• Rows:
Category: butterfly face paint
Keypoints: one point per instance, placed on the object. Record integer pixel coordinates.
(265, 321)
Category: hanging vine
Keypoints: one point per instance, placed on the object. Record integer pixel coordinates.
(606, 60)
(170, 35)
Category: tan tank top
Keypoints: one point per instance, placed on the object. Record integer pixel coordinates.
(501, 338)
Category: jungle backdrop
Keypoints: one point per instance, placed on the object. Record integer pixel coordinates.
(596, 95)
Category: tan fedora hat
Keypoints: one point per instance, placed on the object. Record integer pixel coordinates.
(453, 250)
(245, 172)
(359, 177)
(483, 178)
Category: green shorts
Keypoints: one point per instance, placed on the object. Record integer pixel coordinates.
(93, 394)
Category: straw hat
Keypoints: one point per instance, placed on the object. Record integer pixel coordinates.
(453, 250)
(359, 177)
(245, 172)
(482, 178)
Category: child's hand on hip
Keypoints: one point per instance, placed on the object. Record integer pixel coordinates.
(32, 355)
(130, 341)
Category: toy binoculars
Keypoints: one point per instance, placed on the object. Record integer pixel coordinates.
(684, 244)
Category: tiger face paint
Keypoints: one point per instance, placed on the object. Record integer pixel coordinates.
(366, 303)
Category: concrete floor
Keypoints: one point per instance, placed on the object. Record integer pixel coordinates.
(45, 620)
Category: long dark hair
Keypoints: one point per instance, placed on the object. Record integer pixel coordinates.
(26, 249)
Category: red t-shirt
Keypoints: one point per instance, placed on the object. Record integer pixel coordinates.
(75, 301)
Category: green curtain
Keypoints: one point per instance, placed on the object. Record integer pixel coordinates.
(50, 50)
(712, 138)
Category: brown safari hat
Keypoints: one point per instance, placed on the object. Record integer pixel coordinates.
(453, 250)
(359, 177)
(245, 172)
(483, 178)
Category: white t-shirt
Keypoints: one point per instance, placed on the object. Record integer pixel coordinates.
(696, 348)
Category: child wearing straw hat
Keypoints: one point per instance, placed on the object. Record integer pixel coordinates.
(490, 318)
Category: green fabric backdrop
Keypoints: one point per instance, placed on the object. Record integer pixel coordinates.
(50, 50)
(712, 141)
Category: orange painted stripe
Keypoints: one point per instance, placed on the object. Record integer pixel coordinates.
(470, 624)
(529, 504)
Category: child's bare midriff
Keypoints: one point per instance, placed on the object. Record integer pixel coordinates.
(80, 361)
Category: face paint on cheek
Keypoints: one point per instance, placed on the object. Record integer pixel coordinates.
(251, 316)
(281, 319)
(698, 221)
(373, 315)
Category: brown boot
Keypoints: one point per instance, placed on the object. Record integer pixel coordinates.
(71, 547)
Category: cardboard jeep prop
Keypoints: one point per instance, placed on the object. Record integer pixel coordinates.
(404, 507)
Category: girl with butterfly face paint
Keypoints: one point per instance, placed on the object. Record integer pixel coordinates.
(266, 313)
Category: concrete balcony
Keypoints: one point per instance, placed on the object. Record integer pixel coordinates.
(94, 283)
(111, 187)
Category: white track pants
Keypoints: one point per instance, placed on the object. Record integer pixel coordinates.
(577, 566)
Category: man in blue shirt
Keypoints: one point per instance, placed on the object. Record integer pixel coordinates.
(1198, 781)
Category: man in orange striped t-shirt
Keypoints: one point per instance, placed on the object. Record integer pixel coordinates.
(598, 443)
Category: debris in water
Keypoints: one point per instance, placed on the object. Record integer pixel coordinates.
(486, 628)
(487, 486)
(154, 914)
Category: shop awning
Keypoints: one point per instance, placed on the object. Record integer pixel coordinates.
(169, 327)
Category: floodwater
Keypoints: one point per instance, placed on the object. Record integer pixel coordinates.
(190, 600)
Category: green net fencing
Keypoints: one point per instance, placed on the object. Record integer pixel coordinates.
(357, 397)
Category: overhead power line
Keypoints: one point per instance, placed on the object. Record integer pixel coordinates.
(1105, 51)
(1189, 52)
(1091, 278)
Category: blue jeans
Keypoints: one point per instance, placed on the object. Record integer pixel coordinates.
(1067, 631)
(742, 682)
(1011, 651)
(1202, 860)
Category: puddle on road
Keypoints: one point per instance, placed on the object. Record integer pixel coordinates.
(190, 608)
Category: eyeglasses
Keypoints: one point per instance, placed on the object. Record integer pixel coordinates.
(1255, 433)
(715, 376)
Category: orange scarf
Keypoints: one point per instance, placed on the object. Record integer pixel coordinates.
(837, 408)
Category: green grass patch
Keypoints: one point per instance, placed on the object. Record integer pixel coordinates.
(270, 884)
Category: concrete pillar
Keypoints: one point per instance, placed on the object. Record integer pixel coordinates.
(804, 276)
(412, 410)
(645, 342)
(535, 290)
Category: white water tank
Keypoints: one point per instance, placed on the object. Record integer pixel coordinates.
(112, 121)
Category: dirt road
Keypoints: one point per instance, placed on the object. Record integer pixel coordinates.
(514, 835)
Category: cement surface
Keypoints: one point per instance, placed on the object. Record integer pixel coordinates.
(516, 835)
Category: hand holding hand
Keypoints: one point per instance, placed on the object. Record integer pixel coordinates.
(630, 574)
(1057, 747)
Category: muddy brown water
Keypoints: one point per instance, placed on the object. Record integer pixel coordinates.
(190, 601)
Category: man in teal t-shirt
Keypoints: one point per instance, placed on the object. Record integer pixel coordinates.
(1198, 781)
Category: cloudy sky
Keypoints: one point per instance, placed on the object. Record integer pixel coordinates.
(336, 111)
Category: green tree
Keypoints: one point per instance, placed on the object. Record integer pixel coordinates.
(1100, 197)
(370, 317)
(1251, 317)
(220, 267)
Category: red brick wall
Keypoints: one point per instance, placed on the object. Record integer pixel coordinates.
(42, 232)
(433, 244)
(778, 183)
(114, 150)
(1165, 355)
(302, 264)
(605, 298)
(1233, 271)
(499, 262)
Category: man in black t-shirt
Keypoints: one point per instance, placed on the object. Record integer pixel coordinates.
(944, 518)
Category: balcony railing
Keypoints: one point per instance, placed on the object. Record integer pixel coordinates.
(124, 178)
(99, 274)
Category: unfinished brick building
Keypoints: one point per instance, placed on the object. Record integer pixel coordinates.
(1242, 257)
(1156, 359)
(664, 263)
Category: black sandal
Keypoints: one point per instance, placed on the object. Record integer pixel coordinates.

• What is required:
Copy only this span: the line that contains "Category: muddy brown water", the last line, and every line between them.

• Response to this task:
Category: muddy brown water
Keypoints: one point per instance, placed on the object. Record integer pixel coordinates.
(190, 601)
Category: man in teal t-shirt
Keypoints: one point per instance, placed on the object. Record integer pixel coordinates.
(1198, 781)
Category: cloudy sky
Keypoints: one point per instance, placed on the object. Record integer pixel coordinates.
(336, 111)
Category: green tree
Keypoints: one point per instance, placed on the object. Record integer pixel coordinates.
(1100, 197)
(370, 317)
(1251, 317)
(220, 267)
Category: red brick wall
Keypoints: one point per instance, placed on the object. Record integer pixel coordinates.
(42, 232)
(433, 244)
(778, 183)
(114, 150)
(1165, 355)
(302, 264)
(605, 298)
(1233, 271)
(499, 262)
Category: man in black t-shirt
Keypoints: one point per instance, placed on the object. Record integer pixel coordinates.
(944, 518)
Category: balcony railing
Keypoints: one point per instance, placed on the object. Record integer pixel coordinates.
(124, 178)
(99, 274)
Category: unfinished brick building
Keypoints: one point per instance, placed on the object. Record integer pixel coordinates.
(1242, 257)
(1156, 359)
(664, 263)
Category: black sandal
Keypoints: one point per instance, placed on the object. Record integer pixel coordinates.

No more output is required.